--- Directives ---
1 – Decide whether each statement agrees with the passage on watermark removal, answering yes or no and quoting the deciding words of the passage exactly. (a) Layering many images that carry the same watermark eventually reveals a rough estimate of it. (b) Moving a watermark or changing its opacity stops it from being removed automatically. (c) Automatic removal needs only a single image bearing the watermark.
2 – Please write the paragraph that comes next in the passage on watermark removal, picking up after its final sentence.

--- Source passage ---

Watermarks are the most common way to prevent images from being used without licensing, but they're not nearly as potent as you'd imagine. Research at Google recently published a paper called "On the Effectiveness of Visual Watermarks" regarding how easily watermarks can be removed, and how this can be prevented.

You might think that it would be hard to eliminate all of the watermark's lines and curves from an image, but given a decent amount of images with the same watermark and the right algorithm (which is very common on photo licensing sites), computers can actually remove it automatically.

Layering many images with the same watermark over each other will eventually reveal a rough estimate of the watermark. From here, a multi-optimization problem is used to find the watermark's decomposition in the image and separate the watermark (the foreground) from the rest of the image (the background). This allows the same watermark to be accurately removed from any image containing it, and changing its position or opacity doesn't do anything. This obviously isn't ideal for creators or providers of stock images, but fortunately, Google is also offering a method of counteracting this.

--- Given entries ---

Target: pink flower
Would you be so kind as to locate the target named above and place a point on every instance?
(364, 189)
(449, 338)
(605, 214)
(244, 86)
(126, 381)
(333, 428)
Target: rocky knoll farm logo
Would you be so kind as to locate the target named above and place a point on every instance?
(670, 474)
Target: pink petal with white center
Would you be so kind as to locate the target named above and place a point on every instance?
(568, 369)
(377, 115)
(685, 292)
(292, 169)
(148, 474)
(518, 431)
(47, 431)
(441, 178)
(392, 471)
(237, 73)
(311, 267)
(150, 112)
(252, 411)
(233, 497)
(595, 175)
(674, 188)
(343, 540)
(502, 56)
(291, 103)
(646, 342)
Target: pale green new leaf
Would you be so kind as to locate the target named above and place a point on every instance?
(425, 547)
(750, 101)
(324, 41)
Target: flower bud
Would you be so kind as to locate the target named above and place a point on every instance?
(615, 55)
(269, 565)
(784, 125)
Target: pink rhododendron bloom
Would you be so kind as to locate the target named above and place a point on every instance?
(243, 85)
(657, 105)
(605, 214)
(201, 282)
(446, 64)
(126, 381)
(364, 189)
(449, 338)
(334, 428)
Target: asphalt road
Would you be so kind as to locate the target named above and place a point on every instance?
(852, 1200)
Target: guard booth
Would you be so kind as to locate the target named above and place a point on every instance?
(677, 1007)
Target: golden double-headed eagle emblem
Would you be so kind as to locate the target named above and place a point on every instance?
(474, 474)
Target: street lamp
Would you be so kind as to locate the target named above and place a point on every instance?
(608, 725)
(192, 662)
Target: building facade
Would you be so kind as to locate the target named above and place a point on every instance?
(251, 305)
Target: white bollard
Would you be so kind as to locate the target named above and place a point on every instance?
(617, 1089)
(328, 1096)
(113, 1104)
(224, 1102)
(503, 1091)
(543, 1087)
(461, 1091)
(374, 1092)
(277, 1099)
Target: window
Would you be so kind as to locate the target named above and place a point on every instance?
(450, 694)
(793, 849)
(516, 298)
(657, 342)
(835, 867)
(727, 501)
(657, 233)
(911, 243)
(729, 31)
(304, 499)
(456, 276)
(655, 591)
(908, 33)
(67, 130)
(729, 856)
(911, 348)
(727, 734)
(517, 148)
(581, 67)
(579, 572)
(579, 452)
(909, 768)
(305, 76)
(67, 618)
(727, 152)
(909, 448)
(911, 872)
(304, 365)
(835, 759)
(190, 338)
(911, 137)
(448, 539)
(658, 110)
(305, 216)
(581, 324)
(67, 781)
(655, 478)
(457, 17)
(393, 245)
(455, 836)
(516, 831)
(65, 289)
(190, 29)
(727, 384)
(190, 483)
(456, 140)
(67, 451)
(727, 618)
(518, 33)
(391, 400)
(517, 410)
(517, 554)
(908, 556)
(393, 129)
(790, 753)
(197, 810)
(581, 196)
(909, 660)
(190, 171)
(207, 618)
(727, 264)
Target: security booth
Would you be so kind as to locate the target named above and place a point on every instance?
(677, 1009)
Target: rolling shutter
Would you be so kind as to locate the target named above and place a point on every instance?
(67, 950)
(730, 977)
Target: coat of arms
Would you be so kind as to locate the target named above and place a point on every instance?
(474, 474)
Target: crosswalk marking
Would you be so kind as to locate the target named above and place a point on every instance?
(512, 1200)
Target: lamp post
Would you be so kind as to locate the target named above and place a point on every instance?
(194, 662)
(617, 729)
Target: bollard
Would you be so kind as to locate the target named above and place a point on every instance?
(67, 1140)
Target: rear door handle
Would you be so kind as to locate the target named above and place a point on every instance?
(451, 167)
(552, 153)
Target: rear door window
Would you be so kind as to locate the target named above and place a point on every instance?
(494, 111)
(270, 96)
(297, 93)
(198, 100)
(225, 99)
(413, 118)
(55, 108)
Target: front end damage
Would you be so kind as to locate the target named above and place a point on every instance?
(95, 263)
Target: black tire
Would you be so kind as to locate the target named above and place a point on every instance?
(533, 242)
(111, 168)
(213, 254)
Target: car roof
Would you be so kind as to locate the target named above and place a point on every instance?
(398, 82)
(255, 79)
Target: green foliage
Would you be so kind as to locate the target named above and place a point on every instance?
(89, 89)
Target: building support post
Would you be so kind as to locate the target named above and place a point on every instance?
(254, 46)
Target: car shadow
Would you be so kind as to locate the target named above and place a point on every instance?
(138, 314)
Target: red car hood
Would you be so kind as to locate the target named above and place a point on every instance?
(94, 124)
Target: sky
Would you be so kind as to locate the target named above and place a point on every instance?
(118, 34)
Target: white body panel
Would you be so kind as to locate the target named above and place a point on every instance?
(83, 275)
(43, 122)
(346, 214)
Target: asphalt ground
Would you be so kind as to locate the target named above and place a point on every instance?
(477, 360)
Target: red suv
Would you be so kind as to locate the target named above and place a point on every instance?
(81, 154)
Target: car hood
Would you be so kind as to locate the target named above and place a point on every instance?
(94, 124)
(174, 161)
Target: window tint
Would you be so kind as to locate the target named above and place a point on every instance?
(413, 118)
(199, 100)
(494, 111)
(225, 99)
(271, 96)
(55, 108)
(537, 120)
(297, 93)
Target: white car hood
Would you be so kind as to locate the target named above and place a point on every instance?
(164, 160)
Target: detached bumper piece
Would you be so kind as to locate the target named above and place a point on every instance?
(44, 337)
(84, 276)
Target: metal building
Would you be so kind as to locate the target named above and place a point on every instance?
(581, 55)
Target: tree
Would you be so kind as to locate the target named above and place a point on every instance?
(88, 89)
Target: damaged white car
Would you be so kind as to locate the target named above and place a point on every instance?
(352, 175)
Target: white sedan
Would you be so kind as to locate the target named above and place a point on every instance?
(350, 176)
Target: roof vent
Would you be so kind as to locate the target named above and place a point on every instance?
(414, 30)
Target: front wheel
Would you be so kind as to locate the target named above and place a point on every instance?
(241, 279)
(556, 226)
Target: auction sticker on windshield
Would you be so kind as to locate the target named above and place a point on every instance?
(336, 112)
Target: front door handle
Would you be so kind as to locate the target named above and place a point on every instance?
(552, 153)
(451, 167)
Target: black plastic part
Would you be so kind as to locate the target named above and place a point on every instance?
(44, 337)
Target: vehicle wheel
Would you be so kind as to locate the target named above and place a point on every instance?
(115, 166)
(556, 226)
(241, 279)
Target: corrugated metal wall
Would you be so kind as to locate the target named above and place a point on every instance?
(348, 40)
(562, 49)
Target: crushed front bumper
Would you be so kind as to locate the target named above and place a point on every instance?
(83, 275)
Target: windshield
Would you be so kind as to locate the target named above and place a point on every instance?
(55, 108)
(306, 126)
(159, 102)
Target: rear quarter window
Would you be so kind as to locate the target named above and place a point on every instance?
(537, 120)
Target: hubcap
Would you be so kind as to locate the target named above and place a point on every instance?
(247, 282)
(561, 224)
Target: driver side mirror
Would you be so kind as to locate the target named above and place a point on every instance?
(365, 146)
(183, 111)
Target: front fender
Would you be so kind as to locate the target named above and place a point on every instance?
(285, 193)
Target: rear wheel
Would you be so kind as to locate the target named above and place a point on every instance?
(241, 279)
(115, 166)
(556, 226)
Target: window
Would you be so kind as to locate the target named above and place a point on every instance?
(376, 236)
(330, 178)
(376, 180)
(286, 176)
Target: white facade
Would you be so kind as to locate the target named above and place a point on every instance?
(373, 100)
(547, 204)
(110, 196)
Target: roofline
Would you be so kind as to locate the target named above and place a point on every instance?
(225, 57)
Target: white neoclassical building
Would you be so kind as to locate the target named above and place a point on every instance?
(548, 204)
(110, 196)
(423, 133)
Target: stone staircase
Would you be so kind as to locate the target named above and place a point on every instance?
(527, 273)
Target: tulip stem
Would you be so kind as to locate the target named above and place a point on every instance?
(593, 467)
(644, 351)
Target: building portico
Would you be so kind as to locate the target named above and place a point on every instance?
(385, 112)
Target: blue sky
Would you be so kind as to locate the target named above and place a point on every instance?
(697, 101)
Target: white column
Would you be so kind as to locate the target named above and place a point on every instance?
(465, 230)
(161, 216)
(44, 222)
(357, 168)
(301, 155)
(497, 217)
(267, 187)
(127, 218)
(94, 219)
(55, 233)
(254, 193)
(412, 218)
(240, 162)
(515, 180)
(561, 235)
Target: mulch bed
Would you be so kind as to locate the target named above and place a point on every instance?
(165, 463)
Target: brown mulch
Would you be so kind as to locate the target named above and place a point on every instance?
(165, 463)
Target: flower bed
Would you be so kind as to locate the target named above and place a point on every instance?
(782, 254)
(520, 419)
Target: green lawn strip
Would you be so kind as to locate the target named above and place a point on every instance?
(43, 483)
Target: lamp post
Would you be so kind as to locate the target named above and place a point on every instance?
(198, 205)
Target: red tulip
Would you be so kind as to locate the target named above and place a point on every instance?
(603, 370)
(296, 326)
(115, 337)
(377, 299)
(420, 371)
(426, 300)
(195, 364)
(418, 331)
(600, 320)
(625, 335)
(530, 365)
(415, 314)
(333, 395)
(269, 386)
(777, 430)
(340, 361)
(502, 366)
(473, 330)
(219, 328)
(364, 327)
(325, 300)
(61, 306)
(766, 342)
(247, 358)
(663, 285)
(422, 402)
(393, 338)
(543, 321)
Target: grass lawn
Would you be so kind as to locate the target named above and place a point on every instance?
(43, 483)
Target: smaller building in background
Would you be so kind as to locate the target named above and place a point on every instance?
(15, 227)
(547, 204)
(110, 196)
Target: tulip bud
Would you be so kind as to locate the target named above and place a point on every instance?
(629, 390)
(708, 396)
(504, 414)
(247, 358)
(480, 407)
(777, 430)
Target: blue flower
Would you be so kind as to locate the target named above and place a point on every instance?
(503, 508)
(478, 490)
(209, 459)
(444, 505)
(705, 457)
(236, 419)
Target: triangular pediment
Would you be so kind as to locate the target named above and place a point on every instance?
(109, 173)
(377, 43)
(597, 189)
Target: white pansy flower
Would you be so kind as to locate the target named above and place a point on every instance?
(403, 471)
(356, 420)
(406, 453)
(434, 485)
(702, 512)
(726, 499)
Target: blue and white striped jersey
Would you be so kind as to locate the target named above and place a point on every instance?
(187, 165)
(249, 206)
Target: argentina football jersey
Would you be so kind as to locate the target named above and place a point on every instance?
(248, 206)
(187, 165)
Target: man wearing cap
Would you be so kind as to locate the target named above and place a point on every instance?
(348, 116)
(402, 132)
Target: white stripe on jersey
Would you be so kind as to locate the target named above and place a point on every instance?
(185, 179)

---

--- Responses in order ---
1 –
(a) Yes: "Layering many images with the same watermark over each other will eventually reveal a rough estimate of the watermark."
(b) No: "changing its position or opacity doesn't do anything."
(c) No: "given a decent amount of images with the same watermark and the right algorithm"

2 –
Basically, simply warping the watermark slightly will defeat the watermark-removing algorithm. The difference in the logo will be virtually invisible to the naked eye, but applying the algorithm to these photos will still leave traces of the watermark on the photo every time. This is because the algorithm can't estimate the warp field of the watermark used, something that is much, much more difficult to implement.

There are many more types of randomization that can be used to combat watermark removal, but warping is one of the easiest methods. You can learn more about this and see more example images in Google's blog post below.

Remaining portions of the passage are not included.